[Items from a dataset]
Start of Block

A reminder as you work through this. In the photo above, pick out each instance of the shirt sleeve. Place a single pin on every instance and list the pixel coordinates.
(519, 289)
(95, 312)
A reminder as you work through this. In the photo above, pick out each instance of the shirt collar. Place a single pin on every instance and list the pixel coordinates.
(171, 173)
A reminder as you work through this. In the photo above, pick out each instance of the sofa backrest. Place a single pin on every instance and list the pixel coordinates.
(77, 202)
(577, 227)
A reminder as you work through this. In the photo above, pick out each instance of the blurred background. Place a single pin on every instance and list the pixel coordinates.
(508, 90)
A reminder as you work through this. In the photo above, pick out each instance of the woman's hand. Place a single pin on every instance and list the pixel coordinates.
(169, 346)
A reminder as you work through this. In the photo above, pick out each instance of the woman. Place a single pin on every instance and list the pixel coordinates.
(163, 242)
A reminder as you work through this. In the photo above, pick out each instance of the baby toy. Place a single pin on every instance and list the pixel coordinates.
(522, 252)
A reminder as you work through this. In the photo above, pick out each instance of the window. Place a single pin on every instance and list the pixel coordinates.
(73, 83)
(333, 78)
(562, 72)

End of Block

Work instructions >> Go through the records and set each one down again, unchanged.

Response for this exercise >>
A reminder as you work through this. In the photo above, pick out each instance of the shirt sleeve. Place a single pin on every instance and list the pixel coordinates.
(519, 289)
(95, 312)
A reminder as you work through this. In the photo above, pick out each instance of the shirt collar. Place a single pin on every instance and list the pixel coordinates.
(171, 173)
A reminder as you work through this. In the photo above, pick out each instance of the sofa backrest. Place a single pin on every instance and list the pixel coordinates.
(77, 202)
(577, 227)
A reminder as you work through this. In the photo above, pick out each instance of the blurred background. Place a single pin on every instance and list the pixel coordinates.
(508, 90)
A reminder as you work through this. In the photo above, pick out each instance of the woman's hand. Place a single pin on every instance and list the pixel coordinates.
(169, 346)
A reminder as you work through this. In the photo above, pick out each instance of the woman. Place a single pin on every instance and list the pixel coordinates.
(163, 242)
A reminder as you work through this. In the photo above, pick out each instance of the baby toy. Place a single pin on every instance and list the pixel coordinates.
(522, 252)
A reminder as you work through this. In the photo above, pick out each instance of the window. Place a single pin on every instance and list the pixel coordinates.
(73, 83)
(333, 78)
(562, 72)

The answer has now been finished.